* [Given instruction] Reproduce each of the entries below word for word, keeping every line as it appears.

* [Input data]
=====

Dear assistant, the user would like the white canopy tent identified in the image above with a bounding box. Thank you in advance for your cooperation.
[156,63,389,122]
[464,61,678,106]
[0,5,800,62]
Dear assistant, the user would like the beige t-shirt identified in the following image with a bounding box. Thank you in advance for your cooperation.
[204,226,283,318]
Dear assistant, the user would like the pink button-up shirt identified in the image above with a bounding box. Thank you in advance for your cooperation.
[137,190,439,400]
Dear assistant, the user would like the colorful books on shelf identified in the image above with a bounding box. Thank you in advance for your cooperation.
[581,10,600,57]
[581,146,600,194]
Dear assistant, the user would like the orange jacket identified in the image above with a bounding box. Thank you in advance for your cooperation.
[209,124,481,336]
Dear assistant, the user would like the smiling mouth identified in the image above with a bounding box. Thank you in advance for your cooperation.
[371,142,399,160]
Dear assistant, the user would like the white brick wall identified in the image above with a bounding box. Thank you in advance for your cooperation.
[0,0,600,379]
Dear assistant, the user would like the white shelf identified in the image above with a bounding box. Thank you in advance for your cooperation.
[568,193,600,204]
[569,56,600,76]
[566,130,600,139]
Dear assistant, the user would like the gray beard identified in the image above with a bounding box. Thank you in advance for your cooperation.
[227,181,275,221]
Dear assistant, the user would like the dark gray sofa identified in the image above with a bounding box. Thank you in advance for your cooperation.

=====

* [The answer]
Dear assistant, the user would like the white canopy tent identified in the image above with a bounding box. Thank you in advance for your cooperation.
[156,63,389,122]
[464,61,678,106]
[0,5,800,62]
Dear assistant, the user would like the beige t-shirt identified in the following image with a bounding box. Thank you in advance for your cooperation.
[204,226,283,318]
Dear assistant, the user would like the pink button-up shirt identified in the image above with a bounding box. Thank you in advance for your cooperation.
[137,190,439,400]
Dear assistant, the user would like the colorful books on shelf identified in the image above with a bounding box. Thank you in advance for your cooperation.
[581,10,600,57]
[581,146,600,194]
Dear assistant, the user would like the orange jacket identified in the image above with a bounding box. Thank you in advance for your cooperation.
[209,124,481,336]
Dear assistant, the user would like the smiling mouth identified in the image above with a bounding box. Thank you in advance for your cooperation.
[371,142,399,160]
Dear assistant, the user would like the white brick wall identified in the image above with a bounding box. Thank you in advance for your cooperation.
[0,0,600,379]
Dear assistant, the user would like the white shelf identified in the image above with a bounding box. Thank you in advance for your cooperation.
[568,193,600,204]
[569,56,600,76]
[566,130,600,139]
Dear assistant, the user would like the gray beard identified in the image above with a bounding box. Thank you in advance for your cooperation.
[227,181,275,221]
Dear assistant, the user would like the dark gray sofa identified in the image above with a bounding box. Thank you in advance for your cooperation.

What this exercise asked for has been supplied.